Extract every line of the material below and reproduce it faithfully.

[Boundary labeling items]
☆ ☆ ☆ ☆
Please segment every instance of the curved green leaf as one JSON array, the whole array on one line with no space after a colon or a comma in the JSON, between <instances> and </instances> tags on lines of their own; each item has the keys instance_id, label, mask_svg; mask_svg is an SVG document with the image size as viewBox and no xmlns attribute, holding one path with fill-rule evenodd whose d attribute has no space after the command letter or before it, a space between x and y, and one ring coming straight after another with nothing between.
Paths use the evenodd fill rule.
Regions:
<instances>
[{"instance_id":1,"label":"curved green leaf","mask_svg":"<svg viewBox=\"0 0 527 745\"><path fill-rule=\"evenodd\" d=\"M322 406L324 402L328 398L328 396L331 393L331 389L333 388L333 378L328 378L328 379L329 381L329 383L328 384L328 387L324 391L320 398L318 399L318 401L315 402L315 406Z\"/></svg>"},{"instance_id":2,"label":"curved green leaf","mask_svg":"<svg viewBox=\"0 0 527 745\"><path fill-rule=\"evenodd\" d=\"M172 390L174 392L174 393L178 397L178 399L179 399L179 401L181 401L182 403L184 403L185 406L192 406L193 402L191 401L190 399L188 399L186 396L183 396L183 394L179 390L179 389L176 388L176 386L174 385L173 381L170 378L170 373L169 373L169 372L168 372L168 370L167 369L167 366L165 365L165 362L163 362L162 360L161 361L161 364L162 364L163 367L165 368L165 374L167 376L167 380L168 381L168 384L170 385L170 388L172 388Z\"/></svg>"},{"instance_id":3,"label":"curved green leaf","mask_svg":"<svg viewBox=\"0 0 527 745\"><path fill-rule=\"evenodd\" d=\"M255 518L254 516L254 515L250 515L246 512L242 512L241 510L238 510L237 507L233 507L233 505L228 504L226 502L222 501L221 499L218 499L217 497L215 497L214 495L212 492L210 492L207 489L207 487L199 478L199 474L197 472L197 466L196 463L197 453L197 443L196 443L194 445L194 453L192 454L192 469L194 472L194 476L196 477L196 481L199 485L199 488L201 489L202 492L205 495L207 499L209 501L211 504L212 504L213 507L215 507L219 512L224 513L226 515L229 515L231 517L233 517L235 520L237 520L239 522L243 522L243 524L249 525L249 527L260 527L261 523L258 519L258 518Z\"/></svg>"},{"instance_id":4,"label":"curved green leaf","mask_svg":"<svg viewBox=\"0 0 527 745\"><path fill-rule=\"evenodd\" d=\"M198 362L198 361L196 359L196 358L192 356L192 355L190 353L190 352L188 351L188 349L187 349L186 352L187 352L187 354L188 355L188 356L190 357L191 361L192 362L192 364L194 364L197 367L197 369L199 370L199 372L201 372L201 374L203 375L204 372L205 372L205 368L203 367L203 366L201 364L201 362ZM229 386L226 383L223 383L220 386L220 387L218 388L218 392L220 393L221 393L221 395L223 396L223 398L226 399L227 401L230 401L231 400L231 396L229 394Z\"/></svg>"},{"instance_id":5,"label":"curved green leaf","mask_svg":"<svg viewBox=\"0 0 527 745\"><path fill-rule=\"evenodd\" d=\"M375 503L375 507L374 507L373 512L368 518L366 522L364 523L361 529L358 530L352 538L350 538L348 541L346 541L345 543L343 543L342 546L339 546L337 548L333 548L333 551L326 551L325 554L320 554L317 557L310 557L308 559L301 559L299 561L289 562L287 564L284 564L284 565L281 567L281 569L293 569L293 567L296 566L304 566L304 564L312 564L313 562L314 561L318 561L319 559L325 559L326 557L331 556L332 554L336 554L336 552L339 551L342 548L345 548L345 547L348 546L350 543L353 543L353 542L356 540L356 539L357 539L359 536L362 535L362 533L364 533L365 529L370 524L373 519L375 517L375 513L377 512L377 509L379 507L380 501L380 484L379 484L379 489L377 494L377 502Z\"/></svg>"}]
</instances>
☆ ☆ ☆ ☆
Response to this task |
Please segment every instance of the curved green leaf as one JSON array, the whole array on one line with no space after a colon or a comma in the JSON, between <instances> and </instances> tags on lines of their own; each item has the keys instance_id, label, mask_svg; mask_svg is an SVG document with the image size as viewBox and no xmlns attribute, holding one path with fill-rule evenodd whose d attribute has no space after the command letter or before it, a space between x and y, and one ring coming straight after another with nothing between.
Paths use the evenodd fill rule.
Regions:
<instances>
[{"instance_id":1,"label":"curved green leaf","mask_svg":"<svg viewBox=\"0 0 527 745\"><path fill-rule=\"evenodd\" d=\"M322 406L324 402L328 398L328 396L331 393L331 389L333 388L333 378L328 378L328 379L329 381L329 383L328 384L328 387L324 391L320 398L318 399L318 401L315 402L315 406Z\"/></svg>"},{"instance_id":2,"label":"curved green leaf","mask_svg":"<svg viewBox=\"0 0 527 745\"><path fill-rule=\"evenodd\" d=\"M172 390L174 392L174 393L178 397L178 399L179 399L179 401L181 401L182 403L184 403L185 406L192 406L193 402L191 401L190 399L188 399L186 396L183 396L183 394L179 390L179 389L176 388L176 386L174 385L173 381L170 378L170 373L169 373L169 372L168 372L168 370L167 369L167 366L165 365L165 362L163 362L162 360L161 361L161 364L162 364L163 367L165 368L165 374L167 376L167 380L168 381L168 384L170 385L170 388L172 388Z\"/></svg>"},{"instance_id":3,"label":"curved green leaf","mask_svg":"<svg viewBox=\"0 0 527 745\"><path fill-rule=\"evenodd\" d=\"M255 518L254 516L254 515L250 515L246 512L242 512L241 510L238 510L237 507L233 507L233 505L228 504L226 502L222 501L221 499L218 499L217 497L215 497L214 495L212 492L210 492L207 489L207 487L199 478L199 474L197 472L197 466L196 463L197 453L197 443L196 443L194 445L194 453L192 454L192 469L194 472L194 476L196 477L196 481L199 485L199 488L201 489L202 492L205 495L207 499L209 501L211 504L212 504L213 507L215 507L219 512L224 513L226 515L229 515L231 517L233 517L235 520L237 520L239 522L243 522L243 524L249 525L249 527L260 527L261 523L258 519L258 518Z\"/></svg>"},{"instance_id":4,"label":"curved green leaf","mask_svg":"<svg viewBox=\"0 0 527 745\"><path fill-rule=\"evenodd\" d=\"M198 362L198 361L196 359L196 358L192 356L192 355L190 353L190 352L188 351L188 349L187 349L186 352L187 352L187 354L188 355L188 356L190 357L191 361L192 362L192 364L194 364L197 367L197 369L199 370L199 372L201 372L201 374L203 375L204 372L205 372L205 368L203 367L203 366L201 364L201 362ZM229 386L226 383L223 383L220 386L220 387L218 388L218 392L220 393L221 393L221 395L223 396L223 398L226 399L227 401L230 401L231 400L231 396L229 394Z\"/></svg>"},{"instance_id":5,"label":"curved green leaf","mask_svg":"<svg viewBox=\"0 0 527 745\"><path fill-rule=\"evenodd\" d=\"M375 503L375 507L374 507L373 512L368 518L366 522L364 523L361 529L358 530L352 538L350 538L348 541L346 541L345 543L343 543L342 546L339 546L337 548L333 548L333 551L326 551L325 554L320 554L317 557L310 557L308 559L301 559L299 561L289 562L287 564L284 564L284 565L281 567L281 569L293 569L293 567L296 566L304 566L304 564L312 564L313 562L314 561L318 561L319 559L325 559L326 557L331 556L332 554L336 554L336 552L339 551L342 548L345 548L345 547L348 546L350 543L353 543L353 542L356 540L356 539L357 539L359 536L362 535L362 533L364 533L365 529L370 524L373 519L375 517L375 513L377 512L377 509L379 507L380 501L380 484L379 484L379 489L377 494L377 502Z\"/></svg>"}]
</instances>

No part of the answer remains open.